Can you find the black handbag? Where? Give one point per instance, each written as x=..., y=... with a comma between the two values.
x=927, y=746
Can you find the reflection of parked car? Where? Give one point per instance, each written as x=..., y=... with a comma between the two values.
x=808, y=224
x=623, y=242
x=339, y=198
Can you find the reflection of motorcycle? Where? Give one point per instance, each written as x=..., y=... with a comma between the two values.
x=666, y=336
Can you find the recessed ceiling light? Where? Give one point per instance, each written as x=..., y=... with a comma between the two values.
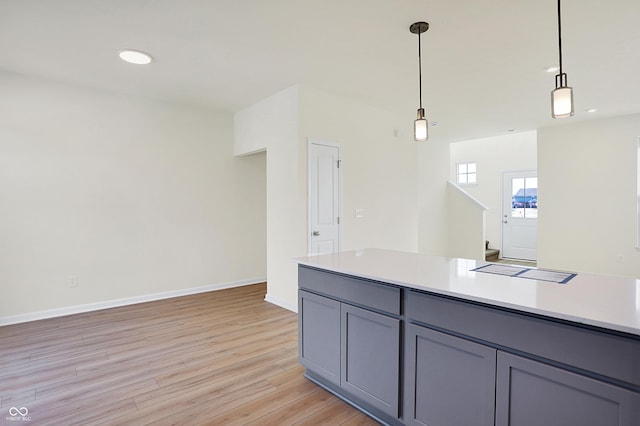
x=135, y=57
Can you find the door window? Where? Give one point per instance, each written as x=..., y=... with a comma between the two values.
x=524, y=197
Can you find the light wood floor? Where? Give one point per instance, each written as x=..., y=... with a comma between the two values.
x=219, y=358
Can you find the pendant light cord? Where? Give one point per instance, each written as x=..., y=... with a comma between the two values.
x=420, y=68
x=559, y=37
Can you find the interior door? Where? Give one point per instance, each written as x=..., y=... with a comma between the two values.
x=520, y=215
x=324, y=198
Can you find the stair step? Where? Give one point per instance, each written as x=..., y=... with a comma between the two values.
x=491, y=254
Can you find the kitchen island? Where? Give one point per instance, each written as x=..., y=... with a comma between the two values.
x=427, y=340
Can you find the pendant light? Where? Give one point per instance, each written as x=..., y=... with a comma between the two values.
x=562, y=96
x=420, y=126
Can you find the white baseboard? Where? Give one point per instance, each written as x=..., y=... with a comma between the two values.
x=281, y=302
x=59, y=312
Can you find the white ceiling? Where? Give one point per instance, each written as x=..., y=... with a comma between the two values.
x=483, y=60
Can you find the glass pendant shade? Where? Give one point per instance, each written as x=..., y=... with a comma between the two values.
x=420, y=127
x=562, y=102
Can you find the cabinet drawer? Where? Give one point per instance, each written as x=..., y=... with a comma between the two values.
x=611, y=355
x=352, y=290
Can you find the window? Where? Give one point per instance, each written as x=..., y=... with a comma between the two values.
x=467, y=173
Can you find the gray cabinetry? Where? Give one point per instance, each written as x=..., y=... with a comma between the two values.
x=349, y=339
x=319, y=335
x=412, y=357
x=371, y=357
x=531, y=393
x=448, y=381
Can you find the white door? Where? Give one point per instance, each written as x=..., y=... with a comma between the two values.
x=324, y=198
x=520, y=215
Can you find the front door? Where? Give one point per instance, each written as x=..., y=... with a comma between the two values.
x=520, y=215
x=324, y=198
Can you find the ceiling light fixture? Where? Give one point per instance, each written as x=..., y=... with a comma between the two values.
x=420, y=126
x=135, y=57
x=562, y=96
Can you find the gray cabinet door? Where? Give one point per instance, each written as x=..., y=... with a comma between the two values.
x=319, y=335
x=371, y=358
x=531, y=393
x=448, y=380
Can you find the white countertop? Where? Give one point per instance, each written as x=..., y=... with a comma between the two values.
x=603, y=301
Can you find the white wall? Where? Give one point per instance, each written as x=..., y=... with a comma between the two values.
x=466, y=237
x=494, y=156
x=379, y=169
x=587, y=179
x=433, y=220
x=132, y=197
x=379, y=176
x=272, y=125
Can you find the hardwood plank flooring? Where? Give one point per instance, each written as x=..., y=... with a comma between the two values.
x=219, y=358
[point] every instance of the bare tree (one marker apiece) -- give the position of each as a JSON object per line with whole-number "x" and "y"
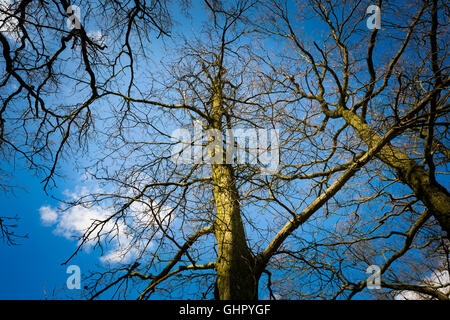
{"x": 362, "y": 120}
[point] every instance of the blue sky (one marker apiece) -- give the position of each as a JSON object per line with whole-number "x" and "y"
{"x": 33, "y": 270}
{"x": 34, "y": 267}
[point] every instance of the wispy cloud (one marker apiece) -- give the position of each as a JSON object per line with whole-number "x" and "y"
{"x": 120, "y": 238}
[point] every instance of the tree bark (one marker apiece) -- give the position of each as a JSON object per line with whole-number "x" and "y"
{"x": 434, "y": 196}
{"x": 235, "y": 264}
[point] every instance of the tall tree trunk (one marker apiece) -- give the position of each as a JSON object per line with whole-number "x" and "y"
{"x": 434, "y": 196}
{"x": 235, "y": 265}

● What is needed
The records above must be repeated in full and exactly, but without any of the pictures.

● Answer section
Can you find the black handbag? Where? Give one point per instance, each written as x=..., y=... with a comma between the two values.
x=927, y=746
Can you find the reflection of parked car? Where? Give one point per instance, each written as x=..., y=... with a comma between the two values.
x=808, y=224
x=623, y=242
x=339, y=198
Can you find the reflection of motorcycle? Where? Give one point per instance, each written as x=..., y=... with a comma between the two values.
x=666, y=336
Can you find the recessed ceiling light? Where? Give one point per instance, each written as x=..., y=... with a comma between the two values.
x=135, y=57
Can you find the door window? Where? Give one point per instance, each written as x=..., y=... with a comma between the two values.
x=524, y=197
Can you find the light wood floor? Where? Give one point per instance, each written as x=..., y=... with a comma between the two values.
x=219, y=358
Can you find the pendant light cord? Where? Give one point per instance, each written as x=..., y=... with a comma between the two values.
x=420, y=68
x=559, y=37
Can you find the interior door? Where? Give one point per instance, each written as x=..., y=... with a comma between the two values.
x=520, y=215
x=324, y=198
Can you find the stair step? Where? Give one point per instance, each written as x=..., y=... with a comma between the two values.
x=491, y=254
Can you find the kitchen island? Where? Give one point per instance, each written as x=..., y=... with a comma between the two values.
x=427, y=340
Can you find the pendant light? Where? Give one point per instance, each written as x=..., y=... with a comma between the two values.
x=562, y=96
x=420, y=126
Can you find the white baseboard? Where? Give one point per instance, each written as x=..., y=... with a comma between the two values.
x=281, y=302
x=59, y=312
Can you find the white ceiling? Where? Give one point per instance, each written as x=..., y=... with a comma between the two values.
x=483, y=60
Can you find the glass pendant shade? Where? Give one point per instance, each written as x=..., y=... with a comma between the two values.
x=420, y=127
x=562, y=102
Can you find the cabinet drawer? Where? Give one point per instance, each written as x=..., y=... with a comma between the two values.
x=611, y=355
x=352, y=290
Can you find the window? Where? Give one point per instance, each written as x=..., y=... with a comma between the two values.
x=467, y=173
Can you find the gray cabinetry? Where? Give one point per instance, each written as x=..., y=... with a comma between the two values.
x=349, y=339
x=319, y=335
x=412, y=357
x=371, y=357
x=531, y=393
x=448, y=381
Can you find the white door? Where? Give one point per instance, each written as x=..., y=... with a comma between the two values.
x=324, y=198
x=520, y=215
Can you find the front door? Where? Give one point per instance, each written as x=..., y=... with a comma between the two values.
x=520, y=215
x=324, y=198
Can you find the ceiling light fixture? Where? Give one point per instance, each written as x=..., y=... with a comma between the two values.
x=420, y=126
x=135, y=57
x=562, y=96
Can you find the gray cabinet door? Where? Give one point per instance, each written as x=..., y=... with a comma between the two values.
x=319, y=335
x=371, y=358
x=531, y=393
x=448, y=380
Can you find the white countertop? Where? Give one point per instance, each written as x=..., y=... with a comma between the two values.
x=603, y=301
Can you find the white wall? Where? Give one point per instance, each written as x=..., y=... with a comma between the two values.
x=466, y=237
x=494, y=156
x=379, y=169
x=587, y=179
x=433, y=220
x=132, y=197
x=379, y=176
x=272, y=125
Can you find the hardwood plank flooring? Where? Give one point per instance, each written as x=..., y=... with a comma between the two values.
x=219, y=358
[point] every instance of the bare tree (one marker apiece) -- give the position of each as a JSON object per line with whole-number "x" and "y"
{"x": 362, "y": 120}
[point] every instance of the blue sky (one marker apiece) -- give the position of each as a JSON object per line with whole-number "x" and "y"
{"x": 33, "y": 270}
{"x": 34, "y": 267}
[point] every instance of the wispy cloud (one marker apiece) -- give the position of each as a JSON object per line with whole-number "x" and "y"
{"x": 120, "y": 238}
[point] every instance of the tree bark (one marker apiece) -- give the position of each as a JSON object per line with whole-number "x" and "y"
{"x": 434, "y": 196}
{"x": 235, "y": 264}
[point] every instance of the tall tree trunk (one marker apiece) -- give the position of each as a JSON object per line with whole-number "x" and "y"
{"x": 434, "y": 196}
{"x": 235, "y": 265}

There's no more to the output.